▼

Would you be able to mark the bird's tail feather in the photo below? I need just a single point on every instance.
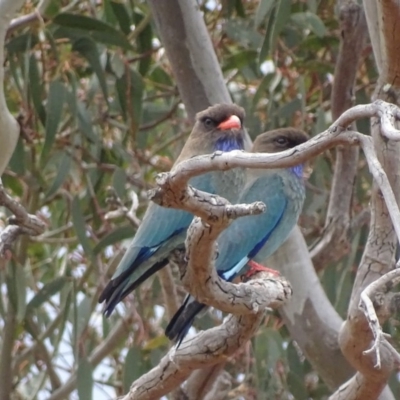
(183, 319)
(114, 292)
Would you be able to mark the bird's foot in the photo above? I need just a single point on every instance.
(256, 267)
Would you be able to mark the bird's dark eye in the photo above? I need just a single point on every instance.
(281, 141)
(209, 123)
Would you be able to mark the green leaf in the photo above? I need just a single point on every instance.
(80, 25)
(63, 171)
(119, 181)
(263, 9)
(133, 367)
(297, 387)
(121, 13)
(263, 88)
(309, 20)
(83, 314)
(281, 18)
(79, 224)
(87, 47)
(85, 122)
(46, 292)
(17, 161)
(20, 285)
(130, 92)
(84, 382)
(145, 44)
(116, 236)
(55, 102)
(21, 43)
(243, 32)
(36, 89)
(240, 60)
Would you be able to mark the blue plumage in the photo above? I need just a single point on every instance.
(282, 191)
(163, 229)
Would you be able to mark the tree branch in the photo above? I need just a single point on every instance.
(22, 223)
(246, 300)
(353, 33)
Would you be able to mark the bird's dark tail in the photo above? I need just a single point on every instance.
(183, 319)
(116, 289)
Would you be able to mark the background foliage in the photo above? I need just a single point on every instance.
(100, 116)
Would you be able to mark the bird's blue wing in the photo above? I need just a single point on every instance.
(242, 240)
(161, 230)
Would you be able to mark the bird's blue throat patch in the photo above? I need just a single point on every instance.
(229, 143)
(298, 170)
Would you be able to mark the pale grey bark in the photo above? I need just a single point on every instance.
(356, 336)
(334, 243)
(191, 54)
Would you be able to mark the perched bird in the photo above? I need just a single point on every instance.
(219, 127)
(283, 192)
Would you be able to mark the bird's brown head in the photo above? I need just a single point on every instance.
(279, 140)
(219, 127)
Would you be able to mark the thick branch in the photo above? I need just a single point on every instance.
(353, 33)
(206, 348)
(22, 223)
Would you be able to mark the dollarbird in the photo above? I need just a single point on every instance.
(283, 192)
(218, 128)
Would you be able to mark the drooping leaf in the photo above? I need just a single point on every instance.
(62, 173)
(99, 31)
(87, 47)
(80, 228)
(133, 366)
(85, 380)
(309, 20)
(264, 7)
(44, 294)
(54, 108)
(36, 89)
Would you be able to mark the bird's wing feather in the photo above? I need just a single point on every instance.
(161, 230)
(245, 236)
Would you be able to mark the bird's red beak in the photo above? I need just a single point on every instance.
(233, 122)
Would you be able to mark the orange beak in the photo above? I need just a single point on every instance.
(233, 122)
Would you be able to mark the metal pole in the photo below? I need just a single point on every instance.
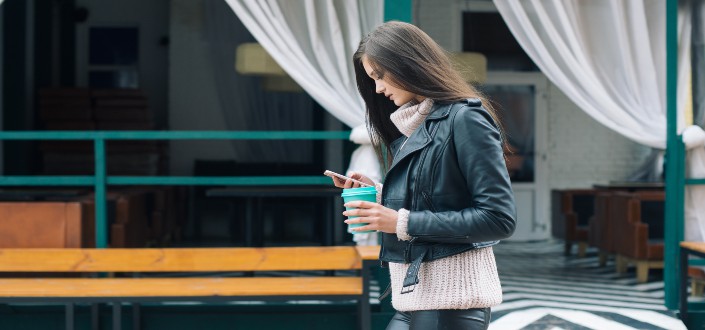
(675, 181)
(101, 216)
(397, 10)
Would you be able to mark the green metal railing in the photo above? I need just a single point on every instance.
(675, 166)
(100, 180)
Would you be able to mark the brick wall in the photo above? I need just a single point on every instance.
(582, 151)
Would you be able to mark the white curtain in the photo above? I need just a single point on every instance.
(246, 105)
(313, 41)
(608, 56)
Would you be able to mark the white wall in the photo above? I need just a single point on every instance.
(580, 151)
(193, 100)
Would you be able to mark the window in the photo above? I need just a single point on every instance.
(486, 33)
(113, 54)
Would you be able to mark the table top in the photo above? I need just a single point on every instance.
(275, 191)
(36, 195)
(630, 185)
(694, 246)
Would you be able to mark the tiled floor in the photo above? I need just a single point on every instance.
(543, 289)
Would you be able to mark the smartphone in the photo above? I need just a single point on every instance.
(343, 177)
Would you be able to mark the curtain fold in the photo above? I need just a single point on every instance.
(313, 41)
(245, 105)
(608, 57)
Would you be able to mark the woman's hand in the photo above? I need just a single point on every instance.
(340, 183)
(376, 216)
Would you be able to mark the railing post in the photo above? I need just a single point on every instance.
(675, 171)
(101, 215)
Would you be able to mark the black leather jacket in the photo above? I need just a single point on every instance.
(451, 175)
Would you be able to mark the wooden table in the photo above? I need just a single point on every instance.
(630, 185)
(687, 249)
(254, 206)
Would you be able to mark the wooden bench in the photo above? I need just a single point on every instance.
(577, 207)
(639, 231)
(117, 290)
(687, 249)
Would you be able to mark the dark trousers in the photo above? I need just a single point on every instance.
(446, 319)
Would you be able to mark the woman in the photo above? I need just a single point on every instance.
(446, 198)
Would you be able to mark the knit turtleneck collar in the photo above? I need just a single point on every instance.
(410, 115)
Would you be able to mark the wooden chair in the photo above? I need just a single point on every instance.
(638, 239)
(601, 227)
(577, 206)
(46, 225)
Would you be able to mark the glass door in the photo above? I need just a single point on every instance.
(520, 102)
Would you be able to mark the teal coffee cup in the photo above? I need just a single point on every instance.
(368, 194)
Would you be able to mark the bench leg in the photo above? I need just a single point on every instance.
(117, 317)
(568, 246)
(621, 263)
(136, 317)
(364, 318)
(582, 249)
(603, 259)
(70, 309)
(642, 271)
(95, 316)
(682, 285)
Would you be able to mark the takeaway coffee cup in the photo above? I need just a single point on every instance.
(368, 194)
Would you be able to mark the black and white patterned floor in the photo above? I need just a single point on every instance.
(543, 289)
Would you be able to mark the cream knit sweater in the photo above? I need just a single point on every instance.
(462, 281)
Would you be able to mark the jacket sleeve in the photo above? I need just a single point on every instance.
(491, 212)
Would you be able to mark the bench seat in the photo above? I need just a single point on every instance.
(179, 287)
(304, 268)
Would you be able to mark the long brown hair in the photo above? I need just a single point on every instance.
(407, 57)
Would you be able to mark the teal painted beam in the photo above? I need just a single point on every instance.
(67, 181)
(175, 135)
(101, 209)
(675, 169)
(39, 180)
(694, 181)
(216, 180)
(397, 10)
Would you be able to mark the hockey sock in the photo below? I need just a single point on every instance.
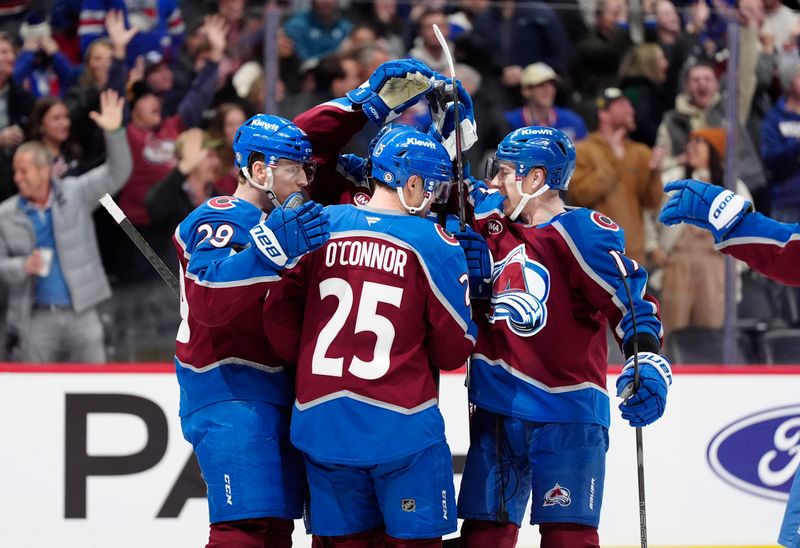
(480, 533)
(568, 535)
(251, 533)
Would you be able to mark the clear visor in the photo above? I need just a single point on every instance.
(291, 169)
(439, 189)
(505, 168)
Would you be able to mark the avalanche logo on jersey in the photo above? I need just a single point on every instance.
(557, 495)
(520, 287)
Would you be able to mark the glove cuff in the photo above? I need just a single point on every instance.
(657, 362)
(267, 244)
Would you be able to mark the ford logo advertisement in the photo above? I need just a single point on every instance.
(759, 453)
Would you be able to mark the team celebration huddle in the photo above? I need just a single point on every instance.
(321, 299)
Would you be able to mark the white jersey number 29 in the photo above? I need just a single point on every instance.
(367, 320)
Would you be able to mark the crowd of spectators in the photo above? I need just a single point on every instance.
(639, 86)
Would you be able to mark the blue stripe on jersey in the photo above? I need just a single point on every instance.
(492, 382)
(232, 381)
(361, 439)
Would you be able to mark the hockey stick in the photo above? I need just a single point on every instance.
(462, 206)
(639, 440)
(122, 220)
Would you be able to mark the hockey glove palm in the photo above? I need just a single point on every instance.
(290, 233)
(443, 115)
(392, 88)
(646, 404)
(708, 206)
(479, 260)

▲

◆ **PROBLEM DETAILS**
Reproduce each line word for word and drop the pictures.

◆ **FULL RESPONSE**
Would you be able to mark the bird's tail feather in the photo below? I need just a single point on every instance.
(183, 319)
(114, 292)
Would you be able to mark the bird's foot in the photo above? I need just a single point on every instance.
(256, 267)
Would you be able to mark the bird's dark eye in the photo above? I need just a single point on every instance.
(281, 141)
(209, 123)
Would you be able to mark the green leaf in the photo above? I need just a single point on every instance.
(80, 25)
(63, 171)
(119, 181)
(263, 9)
(133, 367)
(297, 387)
(121, 13)
(263, 88)
(309, 20)
(83, 314)
(281, 18)
(79, 224)
(87, 47)
(85, 122)
(46, 292)
(17, 161)
(20, 285)
(130, 92)
(84, 382)
(145, 44)
(116, 236)
(55, 102)
(21, 43)
(243, 32)
(36, 89)
(240, 60)
Would you be able to mark the blue plumage in the photo above? I need just a single point on every instance.
(282, 191)
(163, 229)
Would you be able to mark the tree branch in the photo above? I need just a single point on every instance.
(22, 223)
(246, 300)
(353, 33)
Would you be able to mark the bird's dark tail in the photo above? I need just a single point on every instance.
(183, 319)
(116, 289)
Would you be able to mark the background foliage in the photo above? I need just a single point on every instance.
(100, 116)
Would you be able to mark the bird's blue wing in the photo above? I need just a single point on every instance.
(242, 240)
(161, 230)
Would you be able to mark the bird's blue throat patch in the photo above? I need just a single point on every instance.
(229, 143)
(298, 170)
Would you be able to mark the pale grey bark in the photo above? I need just a single point on every instance.
(356, 336)
(334, 243)
(191, 54)
Would you be able to mark the perched bird in the photo above? I need just a single point on every instance.
(219, 127)
(283, 192)
Would you be able to mark the bird's brown head in the photo above? I need just a single point on every instance.
(279, 140)
(219, 127)
Would you be able to mark the thick branch in the photo above? I need just a single point on every instance.
(353, 33)
(206, 348)
(22, 223)
Would you be able to mark the dollarbird in the photo above? I need just a single point on every instance.
(283, 192)
(218, 128)
Would you be able to mark the drooping leaf in the photo above? I need just a single point on every instance.
(62, 173)
(99, 31)
(87, 47)
(80, 228)
(133, 366)
(85, 380)
(309, 20)
(264, 7)
(44, 294)
(54, 108)
(36, 89)
Would you be able to mark the bird's wing feather in the photo above? I need just a single point on every instance.
(161, 230)
(245, 236)
Would you be able to mark the bird's red beak in the photo above? I need just a single point on every instance.
(233, 122)
Would you be able to mark the orange beak in the photo above? I need just a single point on every instance.
(233, 122)
Would you be able to mark the metal pole in the photo below? I need just a single point on every instance.
(675, 181)
(101, 216)
(397, 10)
Would you be able to mark the green metal railing in the photo above? I need just a single point on every instance.
(675, 166)
(100, 180)
Would you be able to mark the brick wall in the photo above? I need just a single point on every instance.
(582, 151)
Would you be able to mark the white curtain in the photo above? I need just a single point on every instance.
(246, 105)
(313, 41)
(608, 56)
Would you be able to mark the white wall in the photo above? I need just a single point on every instance.
(580, 151)
(193, 100)
Would you be able to mark the window in the photo above? I need just a single point on every instance.
(486, 33)
(113, 54)
Would you be able to mark the table top in the photo above? I need just a single point on every instance.
(275, 191)
(36, 195)
(630, 185)
(694, 246)
Would you be able to mark the tiled floor in the photo above? I need just a single point on every instance.
(543, 289)
Would you be able to mark the smartphone in the photo above? I need just a single point on every instance.
(343, 177)
Would you be able to mark the curtain fold in the photo above? I need just a single point on every instance.
(313, 41)
(245, 105)
(608, 57)
Would you be able to mark the woman's hand in the photo above? I need just a single point on every instance.
(340, 183)
(376, 216)
Would you be able to mark the railing post in the photo above? I need just a single point on every instance.
(675, 171)
(101, 215)
Would you be able to mark the black leather jacket in the photo above? I need just a single point on every instance.
(451, 175)
Would you be able to mark the wooden table in the photo above? I need just a single point on every instance.
(630, 185)
(687, 249)
(254, 206)
Would you be able to mark the wooden bench in the photo above? I need just a single point on every instance.
(577, 207)
(639, 231)
(117, 290)
(687, 249)
Would you be able to mark the dark trousers in the photo above? I need just a single point on every instance.
(446, 319)
Would you be able to mark the woman in the photo above? I need just a single point on every instance.
(446, 198)
Would you be able to mark the knit turtleneck collar in the photo above? I need just a single point on every instance.
(410, 115)
Would you be able to mark the wooden chair in the photo above? I need just a single point on every instance.
(638, 239)
(601, 227)
(577, 206)
(46, 225)
Would you be able to mark the glass door in the photo above? I need just a single point on every instance.
(520, 102)
Would you be able to mark the teal coffee cup in the photo above? I need just a single point on every instance.
(368, 194)
Would you be able to mark the bench leg in the photo above? I need just a single point on every instance.
(117, 317)
(568, 246)
(621, 263)
(136, 317)
(364, 318)
(582, 249)
(603, 259)
(70, 309)
(642, 271)
(95, 316)
(682, 285)
Would you be able to mark the takeaway coffee cup in the photo above? I need just a single point on every instance.
(368, 194)
Would you be able to mark the black and white patterned floor in the photo above? I need just a single point on every instance.
(543, 289)
Would you be able to mark the cream knit sweater in the photo above? I need just a single point on every instance.
(462, 281)
Would you be able to mark the jacket sleeve in the photo above? I need just a single point on every instance.
(491, 212)
Would you be able to mark the bench seat in the photo above? I need just a single point on every instance.
(179, 287)
(304, 268)
Would you be able to mark the long brown hair in the photo above? I need just a single point on every instance.
(407, 57)
Would you be able to mark the teal painted beam in the photo above? I need just a single point on every instance.
(67, 181)
(175, 135)
(101, 209)
(675, 169)
(39, 180)
(694, 181)
(216, 180)
(397, 10)
Would you be able to mark the hockey sock in the photo below? I need just a single point on every instance.
(480, 533)
(568, 535)
(251, 533)
Would you be able to mark the clear visor in the photo above? I need just a single point on every instance.
(291, 169)
(439, 189)
(505, 168)
Would you be able to mark the avalanche logo on jersey in the photo above? I need just a single point on every instance.
(557, 495)
(520, 287)
Would you be able to mark the glove cuff in the photo above? I need just a single point on every instance.
(657, 362)
(267, 244)
Would you be able to mark the ford logo advertisement in the photo above? I need just a single point on every instance.
(759, 453)
Would you be able to mark the team celebration huddle in the photo above? I need just a single point on every instance.
(321, 299)
Would you be able to mark the white jersey number 29 in the photo above? I need just a single point on every instance.
(367, 320)
Would you be able to mark the crowd of spectators in the photo above? I need just a single point on every instance.
(639, 86)
Would you be able to mark the blue stripe on jersey in the photo above? I need just a single point on every instance.
(492, 382)
(232, 381)
(361, 439)
Would you be able to mark the hockey stick in the photo above? I need just a single point on every instance.
(462, 206)
(639, 440)
(122, 220)
Would you be able to mark the hockey glove palm in the photo above? I need just a single point on every instance.
(290, 233)
(443, 115)
(392, 88)
(646, 404)
(708, 206)
(479, 260)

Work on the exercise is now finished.